2017年11月15日

[vol.11]観劇、そしてそのあと……

フリードリヒ・シラー原作の劇『メアリー・ステュアート(マリア・シュトゥーアルト)』を観た。劇団「清流劇場」の2017年度秋の公演(田中孝弥演出、10月19〜22日、伊丹アイホール)。そのうち後半の2日間を観た。

史劇である。時代は16世紀後半。場所は英国。イングランド女王エリザベスとスコットランド女王メアリーの両人が政治的に、またお互いに奉じる宗教の違いで対立し抗争する。最後、エリザベスの手に落ちたメアリーが処刑されて抗争は終わる。シラーは劇の後半でこの二人を直接に対峙させ、緊迫した場面を作り出す。

死を覚悟した者は強い。メアリーは自らの命と引き換えに、エリザベスとの抗争に勝利を得る。エリザベスはメアリーを処刑し、物理的かつ政治的に勝利するが、二人の間の精神的葛藤においては自らを勝利者と自賛することはできない。力が強い者、勝利した者の心中は常に複雑に揺れ動いている。

しかし政治的に勝利した者が歴史を作る。エリザベスはこののちも強くあらねばならない。メアリーが何を言おうが、頓着する必要はない。劇の末尾、彼女はあらゆる雑念を抑えて、強い意志を籠めた眼差しを舞台中央から観客席に向けて放つ、1秒、2秒、3秒……照明が落ち、全館闇に包まれた中で劇が終わる。
上演台本の最後は以下のようになっている。少し長いが引用しておく。

エリザベス バーリー卿、言いなさい。
 あなたは私の手から、死刑宣告書を受け取りましたか?
バーリー いいえ、デイヴィソンから受け取りました。
エリザベス デイヴィソンはそれを、私の名において、
 あなたに渡したのですか?
バーリー いいえ、そうではありませんが……
エリザベス それなのにあなたは刑を執行してしまった。
 私の意志を確かめもせず。勿論、判決は正当です。
 世間の非難を浴びる余地はありません。
 しかし、私の慈悲の心も確かめずに、事を運ぶのは、
 あなたがたの権限を越えています。以後、目通りは許しませんよ!
 (と、デイヴィソンへ)厳しい法の裁きをお待ちなさい!
 (デイヴィソン、バーリー、ポーレットが去っていく)
エリザベス ――シュル―ズベリー伯爵!あなたは貴重なかたです。
 私の顧問官たちの中であなただけを正義の人と考えていました。
シュルーズベリー 陛下の忠実な味方を追放なさってはいけません。
 あの者たちも陛下のために行動し、
 そして今は、陛下のために沈黙を守っているのでございます。
 ――しかし陛下、この私は十二年間お預かりしておりました
 この御璽(ぎょじ)をお返しさせていただきます。
エリザベス (驚愕して)いけません、シュルーズベリー!
 この大事な時に、私を見捨ててはいけません、今……
シュルーズベリー 何卒お許しください、
 この度のような陛下の為され方を批准する御璽は扱いかねます。

記述問題 1:
リストの中の「The service MUST return one point per instance of the ferry」を含む行から「pixel 433 391」を含む行までを、両端の行も含めて一字一句そのままもう一度書き出してください。
このあとのリストは、抜粋の内容とはまったく関係がありません。

演習用リスト:
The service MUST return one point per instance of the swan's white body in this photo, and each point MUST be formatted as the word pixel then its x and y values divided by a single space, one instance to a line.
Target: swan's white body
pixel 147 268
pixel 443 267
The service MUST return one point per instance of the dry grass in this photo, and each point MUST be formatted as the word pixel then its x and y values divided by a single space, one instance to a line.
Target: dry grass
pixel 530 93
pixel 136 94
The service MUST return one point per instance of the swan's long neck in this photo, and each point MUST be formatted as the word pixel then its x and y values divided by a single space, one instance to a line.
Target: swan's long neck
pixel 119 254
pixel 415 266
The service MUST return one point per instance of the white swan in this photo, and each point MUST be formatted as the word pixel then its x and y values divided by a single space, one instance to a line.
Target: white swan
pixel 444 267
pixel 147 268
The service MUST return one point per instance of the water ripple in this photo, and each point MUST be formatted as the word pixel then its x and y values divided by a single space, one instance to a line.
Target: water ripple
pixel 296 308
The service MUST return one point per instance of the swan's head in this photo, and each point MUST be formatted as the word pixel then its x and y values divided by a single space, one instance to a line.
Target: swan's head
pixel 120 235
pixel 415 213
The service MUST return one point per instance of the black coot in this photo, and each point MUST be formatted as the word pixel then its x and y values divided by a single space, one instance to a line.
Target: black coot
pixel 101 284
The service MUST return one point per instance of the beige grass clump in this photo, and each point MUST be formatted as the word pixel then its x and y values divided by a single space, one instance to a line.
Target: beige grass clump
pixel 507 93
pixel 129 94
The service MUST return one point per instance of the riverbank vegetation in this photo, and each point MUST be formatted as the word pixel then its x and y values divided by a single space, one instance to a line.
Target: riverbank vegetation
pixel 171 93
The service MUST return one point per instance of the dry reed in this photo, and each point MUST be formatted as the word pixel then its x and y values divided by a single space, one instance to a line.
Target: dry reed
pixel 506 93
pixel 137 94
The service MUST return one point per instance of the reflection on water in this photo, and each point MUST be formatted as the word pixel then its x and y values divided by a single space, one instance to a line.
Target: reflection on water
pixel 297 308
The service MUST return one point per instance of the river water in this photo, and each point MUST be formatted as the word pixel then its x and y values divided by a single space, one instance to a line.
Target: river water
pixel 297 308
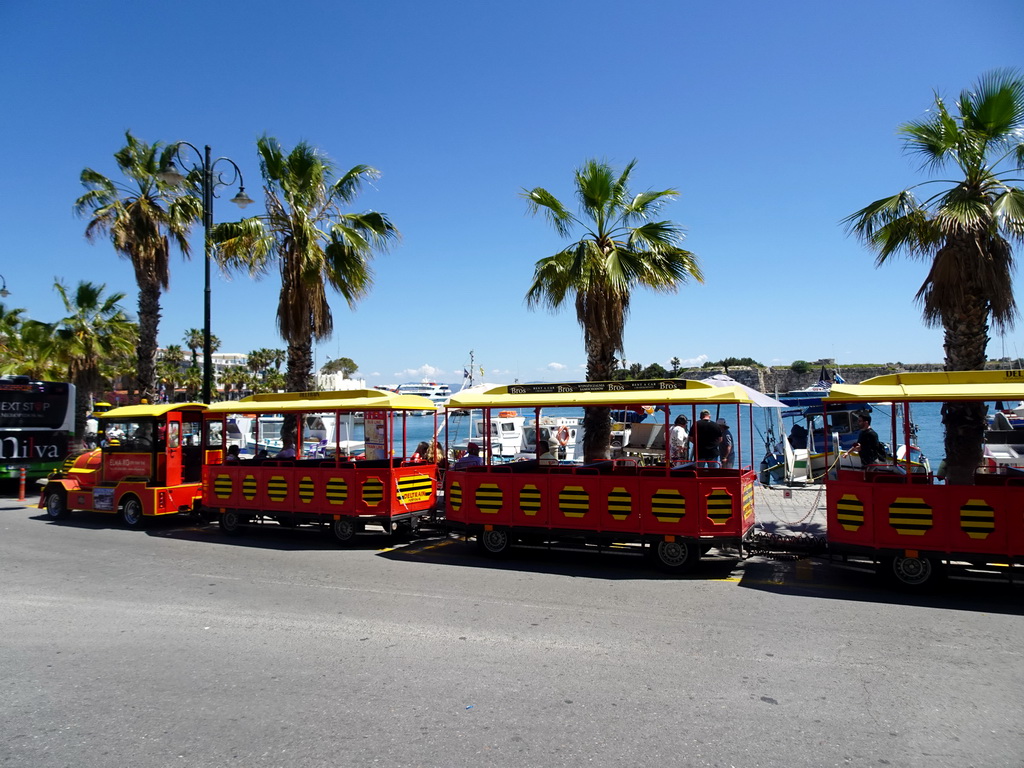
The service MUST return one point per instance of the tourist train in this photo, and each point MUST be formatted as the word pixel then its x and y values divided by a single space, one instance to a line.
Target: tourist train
pixel 897 514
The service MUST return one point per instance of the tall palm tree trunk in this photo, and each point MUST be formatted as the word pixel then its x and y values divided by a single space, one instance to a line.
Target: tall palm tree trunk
pixel 148 321
pixel 965 342
pixel 82 398
pixel 300 365
pixel 596 420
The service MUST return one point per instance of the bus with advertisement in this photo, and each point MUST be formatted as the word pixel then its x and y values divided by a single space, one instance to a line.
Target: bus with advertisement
pixel 37 422
pixel 150 465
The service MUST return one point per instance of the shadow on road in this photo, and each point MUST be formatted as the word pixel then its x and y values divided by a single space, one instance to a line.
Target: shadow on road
pixel 616 563
pixel 819 579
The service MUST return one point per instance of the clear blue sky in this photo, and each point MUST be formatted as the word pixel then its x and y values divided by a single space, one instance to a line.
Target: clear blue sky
pixel 773 120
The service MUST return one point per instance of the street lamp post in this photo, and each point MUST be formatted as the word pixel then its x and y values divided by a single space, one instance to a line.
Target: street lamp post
pixel 210 180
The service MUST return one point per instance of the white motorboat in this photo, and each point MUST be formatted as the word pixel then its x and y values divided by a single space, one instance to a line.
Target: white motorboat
pixel 434 391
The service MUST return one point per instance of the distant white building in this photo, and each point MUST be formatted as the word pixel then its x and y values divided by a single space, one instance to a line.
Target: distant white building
pixel 337 383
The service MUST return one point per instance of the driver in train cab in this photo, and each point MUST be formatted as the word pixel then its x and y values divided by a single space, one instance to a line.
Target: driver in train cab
pixel 471 458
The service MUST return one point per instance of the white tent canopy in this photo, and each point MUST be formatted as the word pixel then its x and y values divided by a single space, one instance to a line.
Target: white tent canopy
pixel 760 399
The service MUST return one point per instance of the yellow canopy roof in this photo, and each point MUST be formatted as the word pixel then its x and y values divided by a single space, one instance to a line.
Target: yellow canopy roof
pixel 348 399
pixel 148 410
pixel 934 387
pixel 611 393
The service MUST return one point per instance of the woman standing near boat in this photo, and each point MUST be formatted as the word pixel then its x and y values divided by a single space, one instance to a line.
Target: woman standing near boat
pixel 679 436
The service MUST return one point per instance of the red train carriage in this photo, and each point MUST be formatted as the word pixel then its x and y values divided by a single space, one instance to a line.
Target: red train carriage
pixel 150 464
pixel 678 510
pixel 910 523
pixel 321 483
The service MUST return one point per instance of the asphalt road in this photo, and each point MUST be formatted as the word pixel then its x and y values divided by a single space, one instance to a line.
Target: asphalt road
pixel 176 646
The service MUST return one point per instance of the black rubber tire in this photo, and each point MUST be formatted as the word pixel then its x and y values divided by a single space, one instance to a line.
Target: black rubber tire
pixel 680 556
pixel 496 543
pixel 344 529
pixel 230 522
pixel 912 573
pixel 56 505
pixel 131 512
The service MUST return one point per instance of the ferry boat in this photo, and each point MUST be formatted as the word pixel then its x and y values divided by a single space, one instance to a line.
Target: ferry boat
pixel 433 391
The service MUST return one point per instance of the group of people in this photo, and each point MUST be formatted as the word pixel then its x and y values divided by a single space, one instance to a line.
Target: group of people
pixel 712 441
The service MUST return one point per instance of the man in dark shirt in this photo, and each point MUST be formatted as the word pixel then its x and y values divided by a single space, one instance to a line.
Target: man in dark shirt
pixel 706 437
pixel 867 442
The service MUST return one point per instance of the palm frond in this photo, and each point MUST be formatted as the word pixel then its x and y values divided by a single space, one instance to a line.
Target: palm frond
pixel 557 215
pixel 1009 211
pixel 349 184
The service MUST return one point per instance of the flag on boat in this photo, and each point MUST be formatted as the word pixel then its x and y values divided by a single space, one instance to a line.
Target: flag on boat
pixel 823 383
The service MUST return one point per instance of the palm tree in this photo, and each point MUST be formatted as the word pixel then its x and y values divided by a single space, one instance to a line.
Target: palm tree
pixel 169 368
pixel 194 342
pixel 95 329
pixel 311 241
pixel 275 357
pixel 622 248
pixel 142 218
pixel 193 382
pixel 10 338
pixel 344 366
pixel 965 230
pixel 257 361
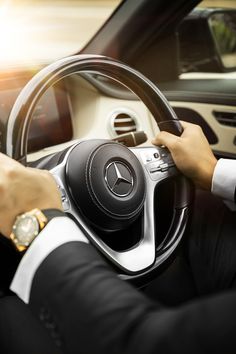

記述問題 2:
抜粋のうち、「あなたは私の手から、死刑宣告書を受け取りましたか?」から始まって「エリザベス ――シュル―ズベリー伯爵!あなたは貴重なかたです。」までの部分を正確に書き写してください。

記述解答 1:
The service MUST return one point per instance of the ferry boat in this photo, and each point MUST be formatted as the word pixel then its x and y values divided by a single space, one instance to a line.
Target: ferry boat
pixel 433 391

記述解答 2:
あなたは私の手から、死刑宣告書を受け取りましたか?
バーリー いいえ、デイヴィソンから受け取りました。
エリザベス デイヴィソンはそれを、私の名において、
 あなたに渡したのですか?
バーリー いいえ、そうではありませんが……
エリザベス それなのにあなたは刑を執行してしまった。
 私の意志を確かめもせず。勿論、判決は正当です。
 世間の非難を浴びる余地はありません。
 しかし、私の慈悲の心も確かめずに、事を運ぶのは、
 あなたがたの権限を越えています。以後、目通りは許しませんよ!
 (と、デイヴィソンへ)厳しい法の裁きをお待ちなさい!
 (デイヴィソン、バーリー、ポーレットが去っていく)
エリザベス ――シュル―ズベリー伯爵!あなたは貴重なかたです。